Challenge
Copy each of the records below line for line, with no changes.

Data provided
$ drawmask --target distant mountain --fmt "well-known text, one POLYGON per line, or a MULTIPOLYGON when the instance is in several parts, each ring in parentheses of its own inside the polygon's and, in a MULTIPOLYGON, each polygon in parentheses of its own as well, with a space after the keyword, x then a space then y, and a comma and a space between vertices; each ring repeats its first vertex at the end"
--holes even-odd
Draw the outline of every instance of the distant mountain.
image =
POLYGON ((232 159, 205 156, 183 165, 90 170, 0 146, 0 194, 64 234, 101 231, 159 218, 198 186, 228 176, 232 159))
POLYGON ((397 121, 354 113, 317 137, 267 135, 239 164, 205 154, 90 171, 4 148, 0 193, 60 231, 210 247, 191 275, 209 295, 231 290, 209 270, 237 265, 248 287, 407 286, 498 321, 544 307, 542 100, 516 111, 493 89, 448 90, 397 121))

Answer to this exercise
$ drawmask --target distant mountain --fmt "well-known text, one POLYGON per line, or a MULTIPOLYGON when the instance is in several parts, each ring in parentheses of its own inside the polygon's and, in a MULTIPOLYGON, each polygon in parentheses of its own as well, with a space after the keyword, x then a space then y, and a comma and a space between vertices; each ring repeats its first vertex at the end"
--holes even-odd
Draw the outline of every instance of the distant mountain.
image =
POLYGON ((232 159, 205 156, 183 165, 90 170, 0 146, 0 194, 64 234, 101 231, 159 218, 198 186, 228 176, 232 159))
POLYGON ((397 121, 354 113, 317 137, 267 135, 239 164, 205 154, 90 171, 4 148, 0 193, 60 231, 210 247, 191 275, 209 295, 231 290, 209 270, 237 265, 248 287, 407 286, 498 321, 544 307, 542 100, 516 111, 493 89, 448 90, 397 121))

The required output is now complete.